### What needs to be done
Copy the records word for word from their start up to and including the line that contains "point(264, 100)". Leave the pictures out of your copy.

### Working data

* * * * * * * * *

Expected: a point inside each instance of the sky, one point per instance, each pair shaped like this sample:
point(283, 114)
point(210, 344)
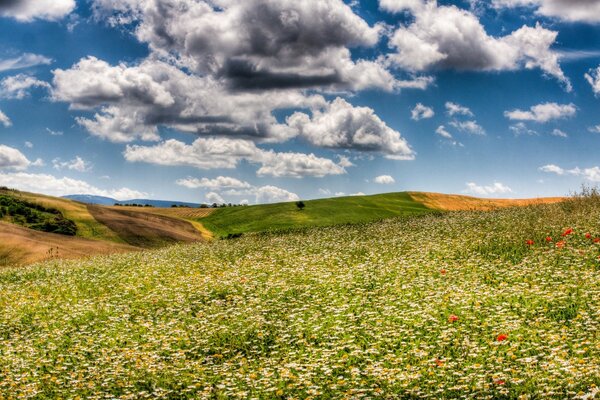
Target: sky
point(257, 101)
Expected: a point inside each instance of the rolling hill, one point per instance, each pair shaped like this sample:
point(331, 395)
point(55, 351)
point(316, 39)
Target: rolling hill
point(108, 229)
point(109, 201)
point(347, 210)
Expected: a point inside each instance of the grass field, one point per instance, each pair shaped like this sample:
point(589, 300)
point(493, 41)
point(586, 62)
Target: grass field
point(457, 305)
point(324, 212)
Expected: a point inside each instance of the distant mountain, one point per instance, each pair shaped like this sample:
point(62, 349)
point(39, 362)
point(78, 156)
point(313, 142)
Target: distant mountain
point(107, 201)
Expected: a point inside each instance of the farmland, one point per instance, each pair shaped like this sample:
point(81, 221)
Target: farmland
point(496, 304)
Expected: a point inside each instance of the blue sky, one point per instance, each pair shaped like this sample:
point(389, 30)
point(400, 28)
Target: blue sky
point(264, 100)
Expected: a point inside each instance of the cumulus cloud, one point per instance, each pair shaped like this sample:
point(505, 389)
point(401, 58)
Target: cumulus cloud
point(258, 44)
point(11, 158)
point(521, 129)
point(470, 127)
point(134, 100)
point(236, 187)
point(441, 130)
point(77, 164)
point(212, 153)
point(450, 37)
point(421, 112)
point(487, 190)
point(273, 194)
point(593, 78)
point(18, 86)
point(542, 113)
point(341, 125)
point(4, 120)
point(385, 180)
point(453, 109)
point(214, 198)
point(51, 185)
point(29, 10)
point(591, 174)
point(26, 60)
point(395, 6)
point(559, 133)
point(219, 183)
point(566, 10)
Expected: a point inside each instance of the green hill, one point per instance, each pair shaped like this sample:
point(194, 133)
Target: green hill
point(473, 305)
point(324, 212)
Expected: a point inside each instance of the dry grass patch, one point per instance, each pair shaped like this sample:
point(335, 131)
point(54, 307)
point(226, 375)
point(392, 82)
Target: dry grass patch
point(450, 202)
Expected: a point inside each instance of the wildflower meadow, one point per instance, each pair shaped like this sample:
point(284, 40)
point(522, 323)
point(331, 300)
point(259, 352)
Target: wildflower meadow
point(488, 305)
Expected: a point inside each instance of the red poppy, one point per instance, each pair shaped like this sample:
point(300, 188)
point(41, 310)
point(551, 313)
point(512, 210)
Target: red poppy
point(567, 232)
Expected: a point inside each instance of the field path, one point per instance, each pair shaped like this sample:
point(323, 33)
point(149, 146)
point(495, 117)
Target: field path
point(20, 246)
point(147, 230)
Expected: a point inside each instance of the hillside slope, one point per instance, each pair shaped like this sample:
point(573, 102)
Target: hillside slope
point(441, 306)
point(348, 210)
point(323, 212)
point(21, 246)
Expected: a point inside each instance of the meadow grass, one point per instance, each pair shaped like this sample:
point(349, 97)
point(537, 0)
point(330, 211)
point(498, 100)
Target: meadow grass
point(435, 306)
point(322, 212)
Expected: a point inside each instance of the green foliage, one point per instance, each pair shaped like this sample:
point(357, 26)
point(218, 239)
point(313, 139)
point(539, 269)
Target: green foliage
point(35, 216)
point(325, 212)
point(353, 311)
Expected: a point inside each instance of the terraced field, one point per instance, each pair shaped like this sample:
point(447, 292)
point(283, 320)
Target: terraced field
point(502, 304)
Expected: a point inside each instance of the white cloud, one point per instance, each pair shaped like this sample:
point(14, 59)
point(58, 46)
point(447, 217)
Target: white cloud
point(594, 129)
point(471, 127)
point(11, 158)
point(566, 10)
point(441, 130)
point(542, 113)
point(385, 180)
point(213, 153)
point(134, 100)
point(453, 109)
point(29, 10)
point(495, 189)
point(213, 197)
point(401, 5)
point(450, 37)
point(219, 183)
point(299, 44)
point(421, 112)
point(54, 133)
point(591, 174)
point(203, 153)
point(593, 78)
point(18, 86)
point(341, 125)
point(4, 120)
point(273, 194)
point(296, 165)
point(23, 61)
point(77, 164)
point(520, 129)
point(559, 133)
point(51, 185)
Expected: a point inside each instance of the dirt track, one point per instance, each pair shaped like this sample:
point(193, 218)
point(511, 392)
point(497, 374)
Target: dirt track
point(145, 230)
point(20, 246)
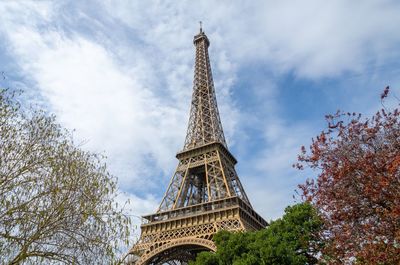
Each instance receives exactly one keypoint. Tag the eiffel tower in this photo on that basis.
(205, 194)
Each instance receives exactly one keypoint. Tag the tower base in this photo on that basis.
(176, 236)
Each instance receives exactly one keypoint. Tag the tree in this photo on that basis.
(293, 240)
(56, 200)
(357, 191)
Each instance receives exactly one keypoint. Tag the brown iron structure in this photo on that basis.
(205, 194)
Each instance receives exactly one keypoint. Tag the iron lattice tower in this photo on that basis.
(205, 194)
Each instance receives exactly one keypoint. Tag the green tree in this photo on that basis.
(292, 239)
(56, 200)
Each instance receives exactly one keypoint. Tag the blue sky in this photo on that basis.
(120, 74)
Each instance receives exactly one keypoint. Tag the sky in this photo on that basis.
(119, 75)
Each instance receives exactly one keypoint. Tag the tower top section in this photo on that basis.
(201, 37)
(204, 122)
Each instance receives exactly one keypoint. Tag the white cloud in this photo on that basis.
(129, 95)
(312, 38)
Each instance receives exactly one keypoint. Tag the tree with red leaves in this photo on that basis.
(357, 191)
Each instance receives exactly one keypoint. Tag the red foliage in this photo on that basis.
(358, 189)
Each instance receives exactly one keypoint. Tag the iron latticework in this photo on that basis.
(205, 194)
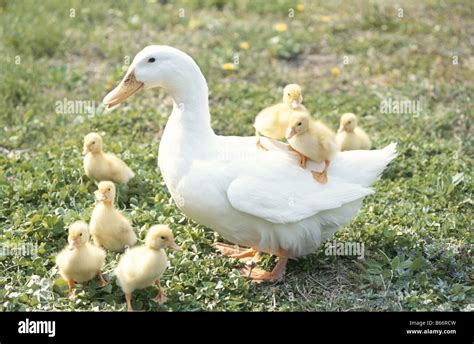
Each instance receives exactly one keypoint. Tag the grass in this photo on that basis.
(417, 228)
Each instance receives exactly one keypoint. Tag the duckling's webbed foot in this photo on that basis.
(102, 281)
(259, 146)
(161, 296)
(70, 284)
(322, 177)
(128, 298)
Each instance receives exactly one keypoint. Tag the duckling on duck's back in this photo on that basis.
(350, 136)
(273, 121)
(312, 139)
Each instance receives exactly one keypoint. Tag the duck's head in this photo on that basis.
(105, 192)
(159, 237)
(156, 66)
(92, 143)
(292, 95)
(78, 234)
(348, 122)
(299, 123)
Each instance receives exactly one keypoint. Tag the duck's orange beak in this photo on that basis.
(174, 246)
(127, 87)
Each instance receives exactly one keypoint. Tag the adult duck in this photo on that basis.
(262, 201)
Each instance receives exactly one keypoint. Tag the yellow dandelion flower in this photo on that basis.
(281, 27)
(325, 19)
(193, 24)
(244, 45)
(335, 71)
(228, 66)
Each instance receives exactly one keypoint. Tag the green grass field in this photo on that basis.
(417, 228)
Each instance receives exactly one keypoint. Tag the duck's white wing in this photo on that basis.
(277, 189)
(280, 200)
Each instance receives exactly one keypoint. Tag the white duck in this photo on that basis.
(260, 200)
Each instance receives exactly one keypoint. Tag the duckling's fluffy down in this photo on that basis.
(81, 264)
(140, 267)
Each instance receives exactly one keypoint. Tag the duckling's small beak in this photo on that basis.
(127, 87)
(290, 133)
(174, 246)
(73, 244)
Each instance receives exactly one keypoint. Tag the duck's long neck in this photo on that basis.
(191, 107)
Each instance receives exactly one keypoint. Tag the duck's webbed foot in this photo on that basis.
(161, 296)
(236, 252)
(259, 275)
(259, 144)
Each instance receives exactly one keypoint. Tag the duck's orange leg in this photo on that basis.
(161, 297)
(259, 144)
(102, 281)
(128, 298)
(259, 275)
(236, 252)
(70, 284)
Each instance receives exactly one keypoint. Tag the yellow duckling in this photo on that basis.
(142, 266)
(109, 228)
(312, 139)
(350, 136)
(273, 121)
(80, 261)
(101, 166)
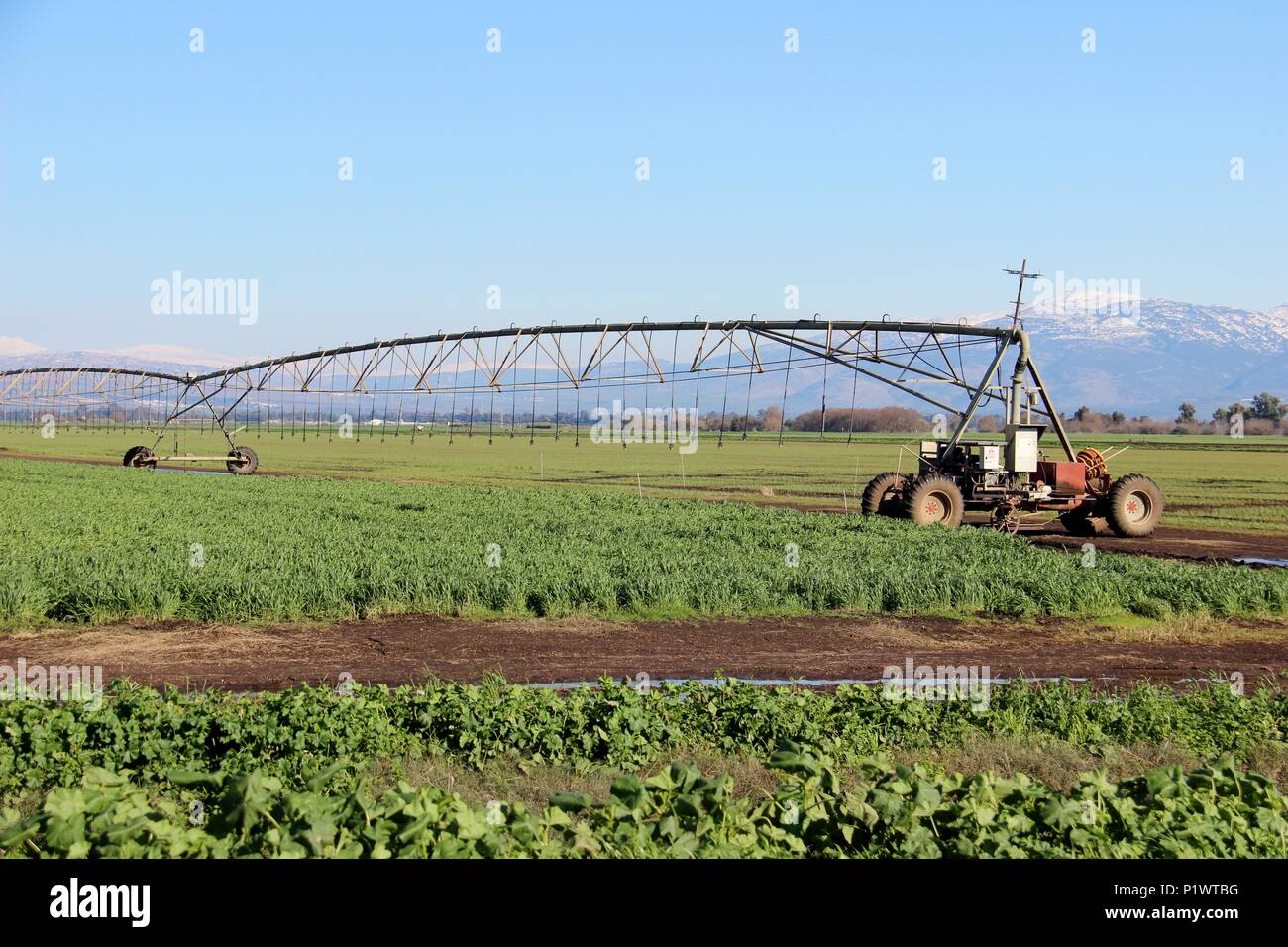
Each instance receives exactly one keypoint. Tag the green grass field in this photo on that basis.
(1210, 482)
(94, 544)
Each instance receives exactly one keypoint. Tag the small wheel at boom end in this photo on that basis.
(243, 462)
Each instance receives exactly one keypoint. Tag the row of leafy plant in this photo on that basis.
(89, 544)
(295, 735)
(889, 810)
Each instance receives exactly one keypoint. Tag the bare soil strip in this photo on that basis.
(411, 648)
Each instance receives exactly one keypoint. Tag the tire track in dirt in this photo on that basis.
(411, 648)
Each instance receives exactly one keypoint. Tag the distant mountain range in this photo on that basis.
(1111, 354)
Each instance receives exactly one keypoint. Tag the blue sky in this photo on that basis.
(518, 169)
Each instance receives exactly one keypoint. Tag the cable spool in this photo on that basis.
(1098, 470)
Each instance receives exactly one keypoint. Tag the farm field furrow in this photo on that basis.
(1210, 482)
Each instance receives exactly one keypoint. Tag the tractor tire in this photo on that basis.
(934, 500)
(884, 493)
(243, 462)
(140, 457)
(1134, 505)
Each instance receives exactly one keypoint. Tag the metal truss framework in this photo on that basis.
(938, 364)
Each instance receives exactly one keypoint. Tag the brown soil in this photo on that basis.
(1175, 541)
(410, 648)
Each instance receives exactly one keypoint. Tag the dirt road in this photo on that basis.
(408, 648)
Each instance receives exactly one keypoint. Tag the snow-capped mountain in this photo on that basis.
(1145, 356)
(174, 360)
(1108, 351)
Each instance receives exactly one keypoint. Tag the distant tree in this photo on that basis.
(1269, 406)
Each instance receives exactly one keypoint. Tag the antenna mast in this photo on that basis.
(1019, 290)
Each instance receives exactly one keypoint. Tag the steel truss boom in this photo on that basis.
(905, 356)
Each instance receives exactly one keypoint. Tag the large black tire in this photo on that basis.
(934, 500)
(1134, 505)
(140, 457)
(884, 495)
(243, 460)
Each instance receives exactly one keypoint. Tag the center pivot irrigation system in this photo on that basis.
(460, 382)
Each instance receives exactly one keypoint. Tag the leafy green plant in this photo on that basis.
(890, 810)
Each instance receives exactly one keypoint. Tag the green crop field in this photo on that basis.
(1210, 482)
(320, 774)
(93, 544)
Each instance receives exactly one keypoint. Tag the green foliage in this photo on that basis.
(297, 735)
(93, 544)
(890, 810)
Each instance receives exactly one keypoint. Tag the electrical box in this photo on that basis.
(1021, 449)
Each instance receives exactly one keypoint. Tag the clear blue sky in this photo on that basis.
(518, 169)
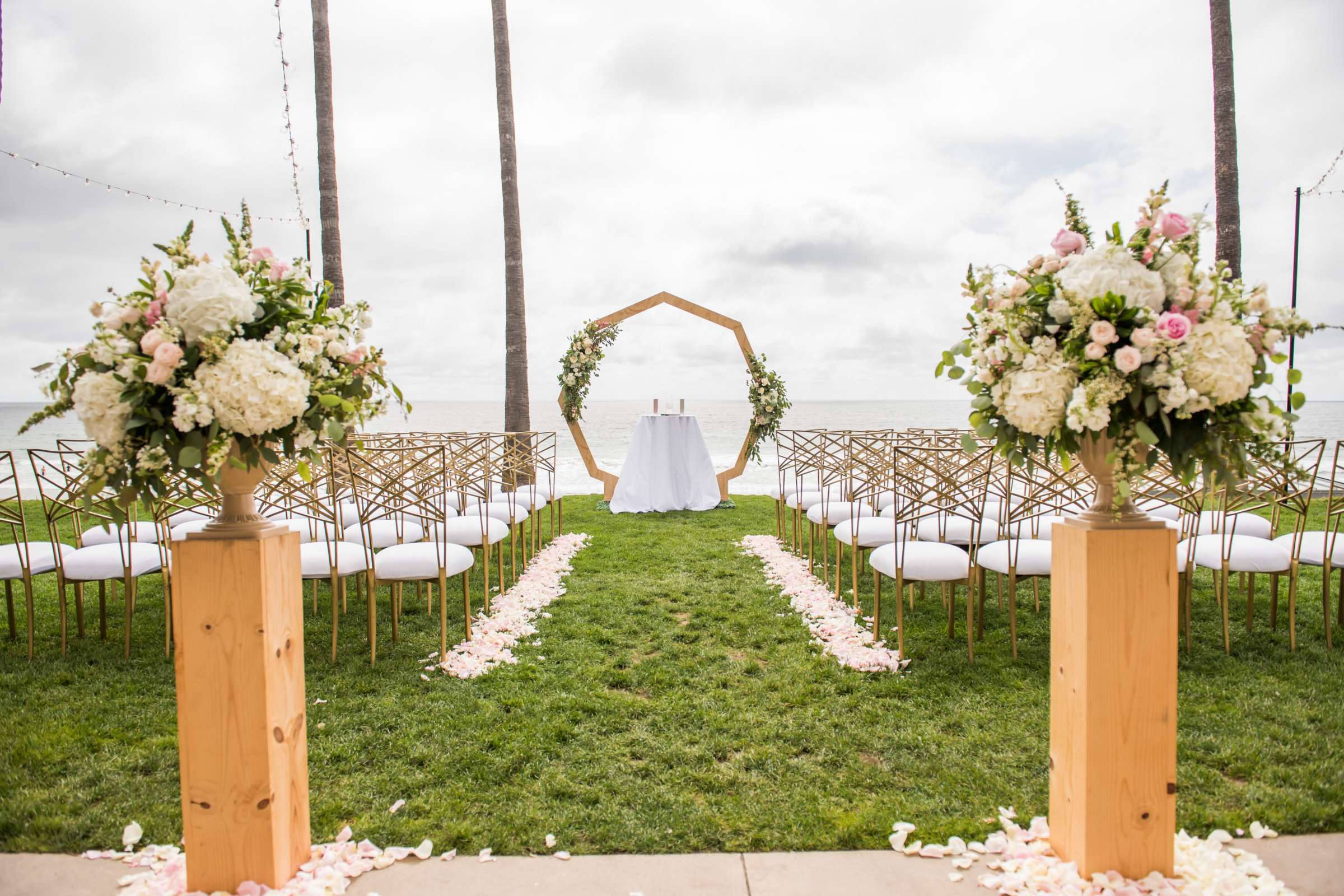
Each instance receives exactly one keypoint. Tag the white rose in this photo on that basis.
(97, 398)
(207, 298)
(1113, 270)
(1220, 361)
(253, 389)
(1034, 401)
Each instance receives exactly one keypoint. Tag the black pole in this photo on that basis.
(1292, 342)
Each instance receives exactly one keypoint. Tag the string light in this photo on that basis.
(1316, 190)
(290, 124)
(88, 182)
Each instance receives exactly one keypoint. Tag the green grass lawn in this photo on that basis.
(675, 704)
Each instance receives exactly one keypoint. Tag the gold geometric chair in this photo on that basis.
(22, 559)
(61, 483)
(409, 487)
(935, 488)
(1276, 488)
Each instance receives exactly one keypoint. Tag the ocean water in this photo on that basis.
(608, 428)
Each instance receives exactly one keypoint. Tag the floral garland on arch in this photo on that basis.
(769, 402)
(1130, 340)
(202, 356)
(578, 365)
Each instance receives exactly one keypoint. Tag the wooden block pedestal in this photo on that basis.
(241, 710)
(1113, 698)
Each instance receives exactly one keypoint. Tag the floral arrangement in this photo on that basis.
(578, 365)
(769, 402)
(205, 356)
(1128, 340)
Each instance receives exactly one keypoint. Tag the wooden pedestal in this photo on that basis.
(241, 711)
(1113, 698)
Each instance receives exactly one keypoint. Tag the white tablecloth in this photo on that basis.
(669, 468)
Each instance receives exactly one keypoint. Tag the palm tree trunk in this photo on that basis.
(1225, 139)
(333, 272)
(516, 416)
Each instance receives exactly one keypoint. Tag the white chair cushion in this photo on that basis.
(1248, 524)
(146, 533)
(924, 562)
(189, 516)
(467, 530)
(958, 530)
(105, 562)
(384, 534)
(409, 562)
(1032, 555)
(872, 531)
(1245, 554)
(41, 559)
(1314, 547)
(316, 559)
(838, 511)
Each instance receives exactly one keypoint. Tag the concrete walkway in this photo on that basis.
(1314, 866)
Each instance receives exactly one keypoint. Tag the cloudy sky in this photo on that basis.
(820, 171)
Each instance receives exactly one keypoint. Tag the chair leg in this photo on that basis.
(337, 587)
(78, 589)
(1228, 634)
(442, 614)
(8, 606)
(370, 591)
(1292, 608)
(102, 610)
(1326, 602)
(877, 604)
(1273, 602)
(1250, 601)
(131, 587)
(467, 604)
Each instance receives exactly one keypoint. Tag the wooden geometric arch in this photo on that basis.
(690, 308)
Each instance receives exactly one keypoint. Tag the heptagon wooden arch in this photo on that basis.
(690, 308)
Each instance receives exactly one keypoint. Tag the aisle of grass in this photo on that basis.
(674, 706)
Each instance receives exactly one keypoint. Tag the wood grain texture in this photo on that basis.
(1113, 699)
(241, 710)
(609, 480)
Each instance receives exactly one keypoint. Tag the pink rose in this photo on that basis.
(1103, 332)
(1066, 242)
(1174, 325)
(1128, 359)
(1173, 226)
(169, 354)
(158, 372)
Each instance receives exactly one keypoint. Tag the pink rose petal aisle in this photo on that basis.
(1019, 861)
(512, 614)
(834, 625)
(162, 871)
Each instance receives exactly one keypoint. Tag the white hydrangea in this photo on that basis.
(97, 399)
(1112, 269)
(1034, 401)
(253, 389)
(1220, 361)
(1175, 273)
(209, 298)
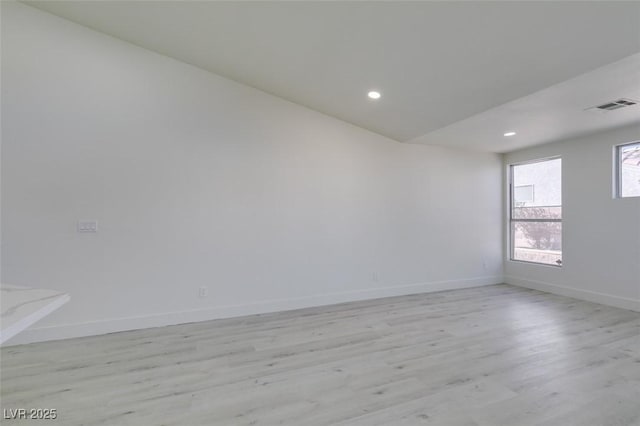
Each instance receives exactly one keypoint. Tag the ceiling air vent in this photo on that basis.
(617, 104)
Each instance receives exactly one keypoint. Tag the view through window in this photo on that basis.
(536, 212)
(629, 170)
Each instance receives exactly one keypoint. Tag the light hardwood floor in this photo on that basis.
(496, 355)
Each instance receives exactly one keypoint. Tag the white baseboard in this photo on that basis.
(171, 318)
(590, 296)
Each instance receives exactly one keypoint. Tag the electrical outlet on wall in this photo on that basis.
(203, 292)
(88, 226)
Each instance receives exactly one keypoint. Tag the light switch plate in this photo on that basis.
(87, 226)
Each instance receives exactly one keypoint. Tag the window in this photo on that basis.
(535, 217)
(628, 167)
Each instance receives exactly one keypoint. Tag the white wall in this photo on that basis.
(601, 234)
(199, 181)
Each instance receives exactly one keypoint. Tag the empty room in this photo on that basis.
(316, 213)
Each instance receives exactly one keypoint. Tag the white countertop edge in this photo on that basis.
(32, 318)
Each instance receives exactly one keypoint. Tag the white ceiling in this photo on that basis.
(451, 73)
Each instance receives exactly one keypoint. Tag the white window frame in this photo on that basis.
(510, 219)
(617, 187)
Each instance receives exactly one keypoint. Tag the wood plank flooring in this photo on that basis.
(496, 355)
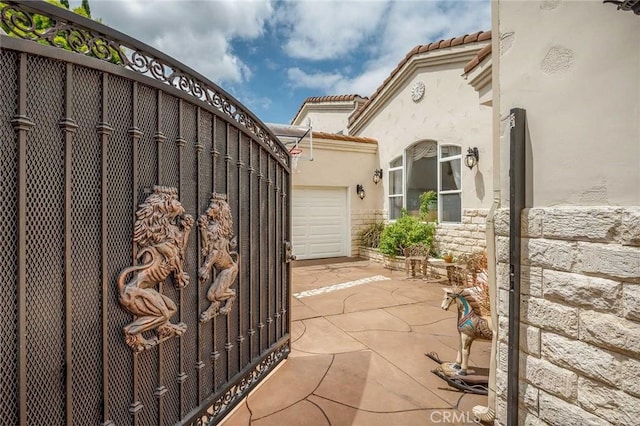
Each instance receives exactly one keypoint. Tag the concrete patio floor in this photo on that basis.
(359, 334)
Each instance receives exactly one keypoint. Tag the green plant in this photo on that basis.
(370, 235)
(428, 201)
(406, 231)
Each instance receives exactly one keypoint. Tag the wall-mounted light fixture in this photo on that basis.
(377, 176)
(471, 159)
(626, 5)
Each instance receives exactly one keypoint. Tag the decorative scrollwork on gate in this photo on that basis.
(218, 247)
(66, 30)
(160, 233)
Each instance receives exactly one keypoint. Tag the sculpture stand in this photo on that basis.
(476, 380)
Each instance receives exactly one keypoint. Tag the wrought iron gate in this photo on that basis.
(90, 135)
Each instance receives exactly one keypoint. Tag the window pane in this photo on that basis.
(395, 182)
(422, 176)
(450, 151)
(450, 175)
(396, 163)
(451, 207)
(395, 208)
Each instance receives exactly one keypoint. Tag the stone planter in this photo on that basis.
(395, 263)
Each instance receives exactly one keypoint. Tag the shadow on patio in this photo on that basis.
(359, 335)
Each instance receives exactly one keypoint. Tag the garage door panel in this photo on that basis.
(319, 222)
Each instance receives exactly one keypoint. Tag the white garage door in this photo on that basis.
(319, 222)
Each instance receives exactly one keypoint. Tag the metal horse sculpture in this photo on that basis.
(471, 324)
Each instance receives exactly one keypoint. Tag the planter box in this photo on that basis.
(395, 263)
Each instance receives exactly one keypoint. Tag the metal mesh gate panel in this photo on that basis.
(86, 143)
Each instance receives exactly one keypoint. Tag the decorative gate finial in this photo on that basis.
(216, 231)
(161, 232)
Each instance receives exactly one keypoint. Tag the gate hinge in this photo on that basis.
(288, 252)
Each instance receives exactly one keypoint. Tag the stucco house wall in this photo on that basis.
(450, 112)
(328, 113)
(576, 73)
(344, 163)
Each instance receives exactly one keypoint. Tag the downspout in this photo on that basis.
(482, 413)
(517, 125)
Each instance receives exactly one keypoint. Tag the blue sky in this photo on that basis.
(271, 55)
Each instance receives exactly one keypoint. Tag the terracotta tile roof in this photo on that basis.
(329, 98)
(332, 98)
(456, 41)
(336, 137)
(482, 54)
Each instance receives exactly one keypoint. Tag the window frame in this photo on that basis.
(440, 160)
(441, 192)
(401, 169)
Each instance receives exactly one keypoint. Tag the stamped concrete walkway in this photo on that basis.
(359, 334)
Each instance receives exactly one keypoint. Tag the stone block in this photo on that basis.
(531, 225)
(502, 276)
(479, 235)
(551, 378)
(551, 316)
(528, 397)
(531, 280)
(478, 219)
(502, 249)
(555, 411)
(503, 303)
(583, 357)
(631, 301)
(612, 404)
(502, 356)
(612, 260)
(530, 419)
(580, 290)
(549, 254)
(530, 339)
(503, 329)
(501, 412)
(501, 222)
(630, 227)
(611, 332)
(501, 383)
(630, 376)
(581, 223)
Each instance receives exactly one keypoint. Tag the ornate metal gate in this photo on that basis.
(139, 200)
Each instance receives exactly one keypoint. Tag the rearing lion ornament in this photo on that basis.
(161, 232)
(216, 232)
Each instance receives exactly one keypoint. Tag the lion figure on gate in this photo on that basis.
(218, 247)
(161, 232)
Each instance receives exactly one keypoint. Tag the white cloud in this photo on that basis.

* * * * * * * * *

### Output of the task
Expected: a point inside each instance of the sky, one point per instance, each pair shaped like this sample:
point(283, 114)
point(210, 344)
Target: sky
point(257, 101)
Expected: a point inside each instance of the rolling hill, one point per instance, each pair shaped like this sample:
point(331, 395)
point(55, 351)
point(316, 39)
Target: rolling hill
point(108, 229)
point(109, 201)
point(347, 210)
Expected: a point inside each instance of the grass field, one point per instance, each pair shaped like this sample:
point(589, 300)
point(493, 41)
point(586, 62)
Target: grass field
point(457, 305)
point(324, 212)
Expected: a point inside each instance of the distant mountain, one point per instance, each pair shaped like this sample:
point(62, 349)
point(39, 362)
point(78, 156)
point(313, 142)
Target: distant mountain
point(107, 201)
Expected: a point inside each instance of the farmland, one point per instance, each pair shaped like this sample:
point(81, 221)
Target: farmland
point(496, 304)
Expected: a point inside each instance of the blue sky, one point per instance, each pair shaped like this sample:
point(389, 30)
point(400, 28)
Target: blue sky
point(264, 100)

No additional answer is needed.